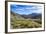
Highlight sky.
[10,4,42,15]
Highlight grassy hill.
[10,11,42,29]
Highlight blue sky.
[10,4,42,15]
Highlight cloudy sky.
[10,4,42,15]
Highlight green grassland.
[11,19,41,29]
[11,14,42,29]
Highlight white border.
[8,2,44,32]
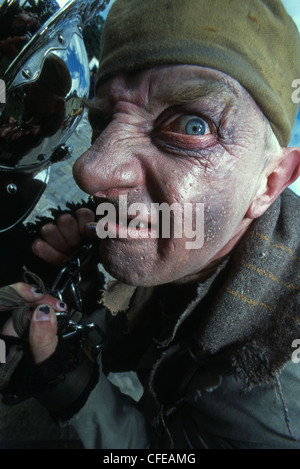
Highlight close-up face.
[74,65,274,286]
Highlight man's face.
[74,65,265,286]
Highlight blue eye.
[163,114,210,137]
[185,117,206,135]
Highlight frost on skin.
[74,65,276,286]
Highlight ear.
[246,147,300,219]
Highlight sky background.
[58,0,300,195]
[282,0,300,195]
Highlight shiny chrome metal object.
[0,0,109,232]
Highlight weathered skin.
[74,65,282,286]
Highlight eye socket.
[162,115,210,137]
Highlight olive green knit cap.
[97,0,300,146]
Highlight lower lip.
[98,222,158,240]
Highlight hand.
[0,283,67,364]
[32,208,97,265]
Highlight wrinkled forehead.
[97,65,262,116]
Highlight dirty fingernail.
[33,305,51,321]
[56,301,67,311]
[87,223,97,233]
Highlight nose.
[73,124,144,198]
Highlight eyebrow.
[164,79,241,105]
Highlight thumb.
[29,305,58,364]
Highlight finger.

------------------------------------------------

◆ Short exercise: From the data above, pick out and copy each line containing the word "skin".

◆ Task solution:
Highlight frost on skin.
Highlight weathered skin.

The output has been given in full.